- [ASSIGNMENT]
Give back an exact copy of the listing that follows, without the pictures.

- [DATA FOR PROCESSING]
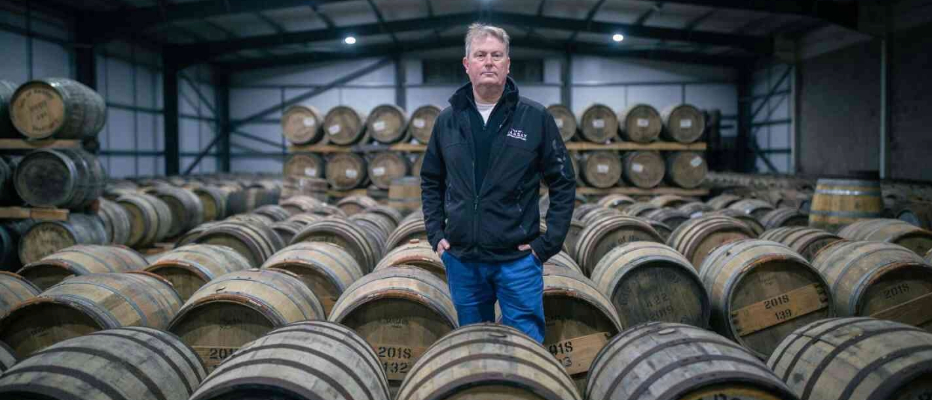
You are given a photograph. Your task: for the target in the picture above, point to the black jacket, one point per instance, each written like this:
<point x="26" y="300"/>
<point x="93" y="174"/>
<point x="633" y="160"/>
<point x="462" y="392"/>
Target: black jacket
<point x="487" y="224"/>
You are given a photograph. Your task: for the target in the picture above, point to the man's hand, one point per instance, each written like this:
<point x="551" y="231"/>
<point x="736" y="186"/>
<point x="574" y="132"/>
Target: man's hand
<point x="443" y="246"/>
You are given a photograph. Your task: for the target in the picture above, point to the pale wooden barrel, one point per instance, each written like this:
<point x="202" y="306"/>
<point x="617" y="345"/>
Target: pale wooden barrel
<point x="601" y="169"/>
<point x="308" y="360"/>
<point x="686" y="169"/>
<point x="190" y="267"/>
<point x="805" y="241"/>
<point x="643" y="169"/>
<point x="422" y="122"/>
<point x="598" y="124"/>
<point x="682" y="123"/>
<point x="856" y="358"/>
<point x="345" y="234"/>
<point x="600" y="237"/>
<point x="488" y="361"/>
<point x="15" y="290"/>
<point x="696" y="238"/>
<point x="87" y="304"/>
<point x="891" y="231"/>
<point x="404" y="308"/>
<point x="117" y="364"/>
<point x="302" y="124"/>
<point x="385" y="167"/>
<point x="57" y="108"/>
<point x="762" y="291"/>
<point x="239" y="307"/>
<point x="47" y="237"/>
<point x="652" y="282"/>
<point x="667" y="361"/>
<point x="839" y="202"/>
<point x="640" y="123"/>
<point x="878" y="280"/>
<point x="327" y="269"/>
<point x="386" y="123"/>
<point x="565" y="120"/>
<point x="81" y="260"/>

- [TASK OUTPUT]
You are given a photograph. Your task: for the target in the picture above, point to the black jacket, one point per instance, each written like this:
<point x="26" y="300"/>
<point x="93" y="174"/>
<point x="633" y="160"/>
<point x="462" y="392"/>
Target: black jacket
<point x="487" y="224"/>
You are given a photograph. Your task: for the target in the picture above, point to the man's hand, one point per instance, each written like this:
<point x="551" y="231"/>
<point x="736" y="186"/>
<point x="574" y="132"/>
Target: man's hand
<point x="443" y="246"/>
You are given a photograph. Your task: for the target in the picture above, point to the pale wooden barrel, one point per instance, each written like this:
<point x="202" y="306"/>
<point x="617" y="345"/>
Target: pale wooden barrel
<point x="601" y="169"/>
<point x="308" y="360"/>
<point x="686" y="169"/>
<point x="190" y="267"/>
<point x="805" y="241"/>
<point x="643" y="169"/>
<point x="422" y="122"/>
<point x="598" y="124"/>
<point x="682" y="123"/>
<point x="856" y="358"/>
<point x="345" y="234"/>
<point x="600" y="237"/>
<point x="488" y="361"/>
<point x="15" y="290"/>
<point x="696" y="238"/>
<point x="87" y="304"/>
<point x="891" y="231"/>
<point x="404" y="308"/>
<point x="117" y="364"/>
<point x="302" y="124"/>
<point x="385" y="167"/>
<point x="57" y="108"/>
<point x="762" y="291"/>
<point x="239" y="307"/>
<point x="47" y="237"/>
<point x="652" y="282"/>
<point x="667" y="361"/>
<point x="839" y="202"/>
<point x="640" y="123"/>
<point x="878" y="280"/>
<point x="327" y="269"/>
<point x="386" y="123"/>
<point x="565" y="120"/>
<point x="81" y="260"/>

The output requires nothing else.